▶ _GOAL A_
Translate this sentence from the article on the Avanos potters into French: "Avanos' pottery tradition dates back to the Hittites, 2000 years B.C.E."
▶ _GOAL B_
Answer these questions using the article on the Avanos potters:
(i) Which office of the U.S. Department of State sponsored the Fulbright Program?
(ii) What fuel was the soba in the family pottery burning?
(iii) What percentage of today's potters have fathers who are potters?

▶ _SOURCE EXTRACT_
The Outlier Potters of Avanos, Turkey

In 2011-2012, with the help of The Fulbright Program, sponsored by the U.S. Department of State's Bureau of Education and Cultural Affairs, Alix Knipe investigated three traditional Turkish ceramics communities in Turkey: Avanos, Iznik, Kütahya. The following article describes a pottery studio in the warehouse district of Avanos, far away from the tourist visited workshops, where traditional utilitarian forms are made.

"There is no art without craft, as there is no art without work." -Henry Glassie


Avanos

Avanos is located in the middle of Turkey in a unique geographical region surrounded by soft stone from volcanic eruptions.  One thousand year old caves dot the hills under capped spires and fairy chimneys. The landscape is other worldly.


Avanos' pottery tradition dates back to the Hittites, 2000 years B.C.E.  Today, there are two distinctive traditions in Avanos that are defined by their surface treatment.  One is elaborately decorated with glazes and terra sigillatas.

Painted pottery from Avanos

Painted Pottery from Avanos



The other is utilitarian ware, unadorned, quickly made, the forms closely tied to the food that they are used for.  It is here, in the Warehouse District, on the far outskirts of Avanos, where most of the unglazed utilitarian ware is made.





The Warehouse District, Avanos

Wandering around the warehouses on a cold winter day, I was invited into a family pottery to warm up by their soba (coal fed heater, in this case fed with cow dung) and drink some çay (black Turkish tea).  

Mustafa Yusuf has been a potter his whole life.  In Avanos' Warehouse District he is one of  7-8 grandfather master potters that still turn pots.

Mustafa Yazıcı Yusuf

Mustafa Yazıcı Yusuf

Over the days and weeks that followed, I got to know Mustafa, his son

Mustafa Yazıcı

Mustafa Yazıcı

and Feliz, Mustafa's wife

 Filiz Yazıcı

and Yenal, a hired apprentice.

Yenal Yorgum- Apprentice

Inside a Pottery Studio

In damp, dimly lit studios, potters work hard, creating pots that are sold to restaurants or traveling merchants that peddle their wares in cities across Turkey.

This family pottery consists of the father, who is partially retired, a son that is the main potter, an uncle that helps process the clay, and a hired apprentice.  Feliz does not make pots, but helps with the kiln and general things around the studio.

Potters in Avanos are men, but occasionally you see a women painting the highly decorated pottery.  Being a potter is largely dependent on whether or not your father was a potter; 90% of the potters today have fathers that are potters.

The Meaning of ART in Turkey

I hired a translator in town, a pottery painter that I had gotten to know from another studio that produces highly decorated work for tourists.  He was baffled as to why I was interested in the potters in the warehouse district.  After trying to understand his bewilderment, I ascertained that it is similar to the bias between perceived “high art” and “craft” or “unschooled art”. 

What did Mustafa think about this?  One afternoon, I asked him. “What is the difference between craft and art?”  With the help of my translator we discussed the difference between craft and art.  "Craft is a product. Art is…” Mustafa points to his heart. "This studio makes art," he proudly told me, his uncle chiming in with recognition, "because we put in our heart, it is more than just work".

▶ _ITEMS_
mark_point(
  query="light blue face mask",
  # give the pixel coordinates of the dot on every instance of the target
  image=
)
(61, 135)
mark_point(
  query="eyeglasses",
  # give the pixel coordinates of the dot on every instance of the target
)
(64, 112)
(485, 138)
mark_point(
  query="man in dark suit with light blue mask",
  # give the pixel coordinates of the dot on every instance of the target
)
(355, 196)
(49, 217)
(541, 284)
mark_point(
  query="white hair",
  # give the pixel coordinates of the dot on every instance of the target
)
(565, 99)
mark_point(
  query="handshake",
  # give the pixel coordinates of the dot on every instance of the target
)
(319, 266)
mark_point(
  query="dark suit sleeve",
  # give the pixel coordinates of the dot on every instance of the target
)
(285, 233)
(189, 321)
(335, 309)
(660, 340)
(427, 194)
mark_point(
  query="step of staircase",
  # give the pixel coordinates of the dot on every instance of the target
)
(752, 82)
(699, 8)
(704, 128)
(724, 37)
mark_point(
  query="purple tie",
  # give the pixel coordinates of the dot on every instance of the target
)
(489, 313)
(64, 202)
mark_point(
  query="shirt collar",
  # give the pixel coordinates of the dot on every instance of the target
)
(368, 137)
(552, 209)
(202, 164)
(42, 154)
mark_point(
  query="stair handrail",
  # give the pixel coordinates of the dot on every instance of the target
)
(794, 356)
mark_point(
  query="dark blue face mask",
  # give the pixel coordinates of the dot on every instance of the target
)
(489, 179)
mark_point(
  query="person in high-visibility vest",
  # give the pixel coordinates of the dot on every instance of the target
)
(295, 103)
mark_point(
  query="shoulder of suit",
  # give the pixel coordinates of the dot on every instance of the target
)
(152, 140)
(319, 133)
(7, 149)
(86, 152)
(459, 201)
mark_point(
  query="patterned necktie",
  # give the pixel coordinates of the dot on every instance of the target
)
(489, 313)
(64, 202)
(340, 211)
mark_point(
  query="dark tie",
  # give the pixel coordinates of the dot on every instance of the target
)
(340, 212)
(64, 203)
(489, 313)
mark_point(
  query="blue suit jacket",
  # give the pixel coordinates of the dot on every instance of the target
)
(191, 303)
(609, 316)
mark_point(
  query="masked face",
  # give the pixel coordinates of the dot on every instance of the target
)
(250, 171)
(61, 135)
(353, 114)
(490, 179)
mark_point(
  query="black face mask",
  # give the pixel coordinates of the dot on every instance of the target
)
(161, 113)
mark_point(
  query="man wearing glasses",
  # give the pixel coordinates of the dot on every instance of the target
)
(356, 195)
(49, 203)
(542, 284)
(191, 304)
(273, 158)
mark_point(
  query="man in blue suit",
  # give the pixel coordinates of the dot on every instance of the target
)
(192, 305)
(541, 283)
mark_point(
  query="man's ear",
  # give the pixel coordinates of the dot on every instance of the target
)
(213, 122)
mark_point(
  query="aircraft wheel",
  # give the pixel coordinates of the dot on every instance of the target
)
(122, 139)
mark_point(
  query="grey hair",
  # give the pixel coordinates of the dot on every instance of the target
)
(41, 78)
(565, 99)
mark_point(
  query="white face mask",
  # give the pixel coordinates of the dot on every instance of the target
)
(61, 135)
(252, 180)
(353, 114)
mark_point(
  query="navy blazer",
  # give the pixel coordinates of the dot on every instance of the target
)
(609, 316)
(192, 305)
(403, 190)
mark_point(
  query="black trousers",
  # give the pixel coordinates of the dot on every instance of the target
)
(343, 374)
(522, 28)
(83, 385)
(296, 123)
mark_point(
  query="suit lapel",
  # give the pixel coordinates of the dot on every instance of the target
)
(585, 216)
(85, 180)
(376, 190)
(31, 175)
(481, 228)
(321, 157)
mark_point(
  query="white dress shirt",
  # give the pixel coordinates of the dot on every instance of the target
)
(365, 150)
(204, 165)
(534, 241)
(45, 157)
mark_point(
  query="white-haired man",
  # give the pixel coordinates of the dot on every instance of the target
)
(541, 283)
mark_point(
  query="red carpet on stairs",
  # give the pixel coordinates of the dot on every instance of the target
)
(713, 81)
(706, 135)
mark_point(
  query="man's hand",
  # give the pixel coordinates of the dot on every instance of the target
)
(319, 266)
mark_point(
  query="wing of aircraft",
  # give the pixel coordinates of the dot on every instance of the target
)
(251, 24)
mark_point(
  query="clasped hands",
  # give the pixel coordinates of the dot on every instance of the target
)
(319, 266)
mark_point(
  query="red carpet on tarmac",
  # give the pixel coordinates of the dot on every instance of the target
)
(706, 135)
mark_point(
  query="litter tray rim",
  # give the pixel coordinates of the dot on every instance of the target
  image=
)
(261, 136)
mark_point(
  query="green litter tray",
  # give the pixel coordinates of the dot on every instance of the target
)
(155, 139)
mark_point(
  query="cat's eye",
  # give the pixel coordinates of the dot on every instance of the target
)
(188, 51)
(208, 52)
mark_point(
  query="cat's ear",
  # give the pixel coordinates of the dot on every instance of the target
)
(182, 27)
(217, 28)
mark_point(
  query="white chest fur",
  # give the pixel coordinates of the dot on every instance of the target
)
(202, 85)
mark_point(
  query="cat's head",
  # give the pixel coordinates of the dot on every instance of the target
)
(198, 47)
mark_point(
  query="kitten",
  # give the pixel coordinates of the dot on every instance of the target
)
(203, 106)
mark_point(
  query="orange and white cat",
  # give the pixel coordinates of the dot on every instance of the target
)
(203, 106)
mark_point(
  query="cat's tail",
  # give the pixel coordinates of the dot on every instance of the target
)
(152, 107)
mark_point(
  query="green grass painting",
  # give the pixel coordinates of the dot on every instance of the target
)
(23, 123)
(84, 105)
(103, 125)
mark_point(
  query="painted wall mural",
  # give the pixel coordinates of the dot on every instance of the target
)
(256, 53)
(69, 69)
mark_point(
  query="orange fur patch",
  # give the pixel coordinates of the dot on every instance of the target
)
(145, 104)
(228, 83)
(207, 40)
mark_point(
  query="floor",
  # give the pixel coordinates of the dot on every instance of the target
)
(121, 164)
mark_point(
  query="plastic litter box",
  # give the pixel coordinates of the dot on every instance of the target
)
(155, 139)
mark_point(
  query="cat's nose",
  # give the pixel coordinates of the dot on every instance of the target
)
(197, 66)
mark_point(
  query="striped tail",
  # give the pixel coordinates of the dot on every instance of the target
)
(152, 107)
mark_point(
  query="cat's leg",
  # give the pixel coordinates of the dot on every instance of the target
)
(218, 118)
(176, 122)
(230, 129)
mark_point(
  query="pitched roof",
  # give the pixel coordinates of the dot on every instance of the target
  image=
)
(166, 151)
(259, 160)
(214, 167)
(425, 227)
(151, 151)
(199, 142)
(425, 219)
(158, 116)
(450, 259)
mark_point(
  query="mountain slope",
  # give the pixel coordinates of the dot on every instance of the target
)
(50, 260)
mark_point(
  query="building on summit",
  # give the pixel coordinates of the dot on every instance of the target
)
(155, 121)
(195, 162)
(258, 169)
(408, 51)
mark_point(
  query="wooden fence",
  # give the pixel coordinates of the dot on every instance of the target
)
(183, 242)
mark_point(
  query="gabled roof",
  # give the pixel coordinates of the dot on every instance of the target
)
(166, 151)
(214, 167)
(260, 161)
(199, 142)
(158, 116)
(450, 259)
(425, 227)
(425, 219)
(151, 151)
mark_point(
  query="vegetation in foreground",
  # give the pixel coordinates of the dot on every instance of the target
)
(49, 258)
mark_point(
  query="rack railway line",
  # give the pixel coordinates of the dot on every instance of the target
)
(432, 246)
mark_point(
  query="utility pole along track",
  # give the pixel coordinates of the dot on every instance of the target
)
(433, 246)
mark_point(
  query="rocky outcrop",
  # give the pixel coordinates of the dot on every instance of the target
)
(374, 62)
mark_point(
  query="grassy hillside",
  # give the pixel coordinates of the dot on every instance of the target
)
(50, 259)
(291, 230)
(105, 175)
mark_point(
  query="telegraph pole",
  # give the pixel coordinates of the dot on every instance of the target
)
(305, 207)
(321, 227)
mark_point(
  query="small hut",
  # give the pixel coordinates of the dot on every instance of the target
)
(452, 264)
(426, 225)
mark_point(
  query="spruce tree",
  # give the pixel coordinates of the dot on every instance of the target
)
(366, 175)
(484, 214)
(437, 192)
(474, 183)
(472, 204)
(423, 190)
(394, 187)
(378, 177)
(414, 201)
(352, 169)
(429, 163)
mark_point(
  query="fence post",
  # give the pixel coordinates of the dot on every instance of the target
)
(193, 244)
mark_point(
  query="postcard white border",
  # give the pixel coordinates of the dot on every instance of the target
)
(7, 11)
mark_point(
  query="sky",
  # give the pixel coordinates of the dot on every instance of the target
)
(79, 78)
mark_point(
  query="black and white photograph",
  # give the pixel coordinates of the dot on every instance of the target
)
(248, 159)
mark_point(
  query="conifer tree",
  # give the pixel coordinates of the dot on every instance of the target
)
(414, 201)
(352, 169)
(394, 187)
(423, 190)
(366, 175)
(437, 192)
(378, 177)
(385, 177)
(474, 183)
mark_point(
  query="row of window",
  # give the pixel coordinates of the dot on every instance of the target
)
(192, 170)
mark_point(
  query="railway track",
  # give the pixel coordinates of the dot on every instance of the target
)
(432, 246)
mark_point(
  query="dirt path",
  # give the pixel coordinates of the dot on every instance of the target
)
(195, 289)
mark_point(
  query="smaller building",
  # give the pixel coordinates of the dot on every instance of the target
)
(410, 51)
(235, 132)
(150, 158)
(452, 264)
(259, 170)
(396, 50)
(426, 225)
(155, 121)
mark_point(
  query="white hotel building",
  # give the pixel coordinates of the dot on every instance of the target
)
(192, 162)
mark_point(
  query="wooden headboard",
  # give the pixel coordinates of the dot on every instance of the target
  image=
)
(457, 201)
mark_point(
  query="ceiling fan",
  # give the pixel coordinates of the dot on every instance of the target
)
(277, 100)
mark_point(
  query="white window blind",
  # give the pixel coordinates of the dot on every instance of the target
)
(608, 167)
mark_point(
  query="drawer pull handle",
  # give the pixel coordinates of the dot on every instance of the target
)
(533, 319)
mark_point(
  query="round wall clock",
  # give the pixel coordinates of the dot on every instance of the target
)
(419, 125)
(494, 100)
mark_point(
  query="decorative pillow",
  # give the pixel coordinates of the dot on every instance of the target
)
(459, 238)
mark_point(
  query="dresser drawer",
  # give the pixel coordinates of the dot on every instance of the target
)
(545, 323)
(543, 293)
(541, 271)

▶ _WRITTEN REPLY A_
La tradition potière d'Avanos remonte aux Hittites, 2000 ans avant l'ère commune.

▶ _WRITTEN REPLY B_
(i) The Bureau of Education and Cultural Affairs.
(ii) Cow dung.
(iii) 90%.